Records for the task:
.....

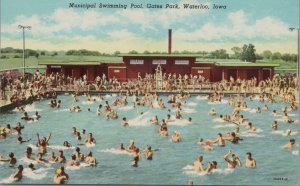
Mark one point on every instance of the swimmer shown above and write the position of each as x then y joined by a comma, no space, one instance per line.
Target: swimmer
198,166
39,159
78,155
28,153
31,167
131,146
176,137
73,161
67,144
121,147
220,141
124,122
60,157
10,159
36,116
290,144
20,140
90,139
42,143
74,131
211,166
212,112
18,174
154,120
52,157
90,159
60,176
275,125
235,162
136,157
250,162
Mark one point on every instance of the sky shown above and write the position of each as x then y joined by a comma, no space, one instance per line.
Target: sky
56,27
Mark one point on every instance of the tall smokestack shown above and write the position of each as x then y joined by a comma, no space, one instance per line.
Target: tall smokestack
170,42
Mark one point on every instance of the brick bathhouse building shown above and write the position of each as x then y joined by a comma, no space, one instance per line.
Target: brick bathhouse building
127,66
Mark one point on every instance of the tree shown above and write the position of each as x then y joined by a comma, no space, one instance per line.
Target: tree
248,53
267,54
116,53
286,57
237,52
276,55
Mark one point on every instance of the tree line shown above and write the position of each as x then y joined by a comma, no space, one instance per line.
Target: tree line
244,53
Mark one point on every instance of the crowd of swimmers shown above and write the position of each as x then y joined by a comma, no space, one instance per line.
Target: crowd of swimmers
285,88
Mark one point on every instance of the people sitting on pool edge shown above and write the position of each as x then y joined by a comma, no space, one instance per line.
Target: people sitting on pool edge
176,137
163,130
60,176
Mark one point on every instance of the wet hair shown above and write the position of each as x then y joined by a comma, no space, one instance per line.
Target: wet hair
31,166
20,167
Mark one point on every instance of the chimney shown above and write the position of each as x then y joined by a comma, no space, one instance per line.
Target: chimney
170,42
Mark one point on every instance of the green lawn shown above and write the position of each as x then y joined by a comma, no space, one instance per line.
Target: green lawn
11,62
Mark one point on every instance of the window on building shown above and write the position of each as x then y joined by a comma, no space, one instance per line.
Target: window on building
136,62
159,62
181,62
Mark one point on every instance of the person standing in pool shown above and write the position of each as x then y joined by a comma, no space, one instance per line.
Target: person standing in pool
250,162
290,144
235,162
90,139
42,143
220,141
18,174
11,159
60,176
198,166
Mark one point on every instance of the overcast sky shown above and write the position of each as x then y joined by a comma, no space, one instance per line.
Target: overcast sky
55,26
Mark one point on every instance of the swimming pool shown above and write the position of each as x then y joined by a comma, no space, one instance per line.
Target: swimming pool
172,163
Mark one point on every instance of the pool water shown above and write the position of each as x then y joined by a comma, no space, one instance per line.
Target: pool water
172,163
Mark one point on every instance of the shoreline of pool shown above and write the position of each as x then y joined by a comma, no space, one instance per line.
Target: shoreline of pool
7,105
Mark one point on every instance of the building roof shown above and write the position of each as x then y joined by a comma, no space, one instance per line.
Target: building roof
79,60
159,55
245,64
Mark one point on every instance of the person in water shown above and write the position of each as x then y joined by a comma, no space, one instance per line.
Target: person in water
234,162
198,166
18,174
43,143
60,176
220,141
124,122
290,144
20,140
90,139
250,162
11,159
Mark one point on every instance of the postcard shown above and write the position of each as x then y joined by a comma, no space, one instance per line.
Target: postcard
148,92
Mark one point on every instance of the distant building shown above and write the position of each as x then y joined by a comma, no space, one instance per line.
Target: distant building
127,66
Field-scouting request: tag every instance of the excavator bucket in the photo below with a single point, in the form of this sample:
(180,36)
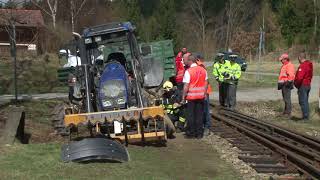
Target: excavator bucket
(94,149)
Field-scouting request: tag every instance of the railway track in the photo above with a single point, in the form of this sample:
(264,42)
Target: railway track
(268,148)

.....

Action item: Show the lines of the material that contain the word "request".

Reply to the task:
Field-scouting request: tag every instance of the excavator bucket in the photo below with a single point, in the form of this sample:
Field-scouting request: tag every instance of the railway track in the photo above with a single point, in the form of this sample:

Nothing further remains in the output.